_EXERCISE DIRECTIONS_. Take the listing that follows and copy it precisely.

_MATERIAL FOR THE TASK_.
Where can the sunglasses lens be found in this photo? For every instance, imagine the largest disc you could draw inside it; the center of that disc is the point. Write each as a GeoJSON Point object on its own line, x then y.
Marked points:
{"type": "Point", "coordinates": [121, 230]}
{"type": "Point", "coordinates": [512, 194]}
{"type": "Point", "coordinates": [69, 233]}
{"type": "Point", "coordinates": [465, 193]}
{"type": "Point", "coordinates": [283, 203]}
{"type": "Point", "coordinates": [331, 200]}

_ANSWER FOR THE TASK_.
Where can the sunglasses lens be found in this photo? For every instance, imagine the largest disc you could draw inside it; the center of that disc is the point. Write each as a GeoJSON Point object on its own line, x then y.
Marked points:
{"type": "Point", "coordinates": [121, 230]}
{"type": "Point", "coordinates": [512, 194]}
{"type": "Point", "coordinates": [69, 233]}
{"type": "Point", "coordinates": [465, 193]}
{"type": "Point", "coordinates": [283, 203]}
{"type": "Point", "coordinates": [331, 200]}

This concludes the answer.